About three weeks into the shoot, Phillips and Phoenix were dissatisfied with the scripted version of a pivotal scene: After Arthur unleashes his dark side, killing three Wall Street bros on the subway, he runs into a grimy bathroom to hide his gun.
“We now had been shooting for a month, and it didn’t feel like the Arthur that we had been filming,” Phillips explained. “So we’re trying to figure out what to do on the day — we have 250 people outside, waiting to decide what we were going to shoot.”
Joker comes alive through dance in several places in the script, and they decided this would be a great moment for dance. Phoenix said: “But it’s not a happy dance. I don’t know what it is,” the actor recalled. Phillips said he had this new cello piece from the composer, and played it for Phoenix on his iPhone.
“And I was deeply moved by it,” said Phoenix. “It was mysterious, and there was this movement that felt — or at least I interpreted it as — kind of transformational.”
Phillips cranked up the theme on speakers, started the camera on the star’s shoe, and captured one of the most striking moments in the film: Arthur’s graceful, complicated metamorphosis into Joker.
“There was something that felt incredibly intimate and visceral about it,” said Phoenix. “And I think that probably really fueled me in a way.”
====
▸ **Actions to take**
1/ In the Joker filming passage, what device did Phillips use to play the new cello piece for Phoenix?
2/ Resume the Joker filming passage, picking up right after its last sentence.
The items that come next have nothing to do with the Joker filming passage.

[Stored data]
====
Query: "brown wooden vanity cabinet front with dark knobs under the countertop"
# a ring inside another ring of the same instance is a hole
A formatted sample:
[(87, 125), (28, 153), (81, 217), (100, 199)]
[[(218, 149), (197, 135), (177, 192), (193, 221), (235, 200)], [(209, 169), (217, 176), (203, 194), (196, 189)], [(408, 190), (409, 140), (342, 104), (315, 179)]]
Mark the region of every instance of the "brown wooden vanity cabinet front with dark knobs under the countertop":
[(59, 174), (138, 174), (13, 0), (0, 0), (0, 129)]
====
▸ **Answers for this exercise**
1/ His iPhone.

2/
Phillips would send Guðnadóttir dailies from set, which would spark new music, and that music would then shape the film as it was being edited. They then went through the traditional scoring process with a cut of the film, trying and eventually rejecting several ideas — like musically commenting on the character of Sophie, played by Zazie Beetz, or Arthur’s relationship with his mother.
Guðnadóttir traced Arthur’s journey (his “ascent into madness,” in Phillips’ words) with the “Defeated Clown” theme. It’s another lonely, sympathetic idea for solo cello, but whispering almost silently behind it is a full 90-piece orchestra.
“Those are the kind of forces that are trying to push through,” she explained. “Those are the forces that he hasn’t really figured out yet. The last time we hear this theme is the most angry version of it — it has massive drums, and the whole orchestra’s just like suffocated the cello. It’s still there, but the anger has taken over Arthur.”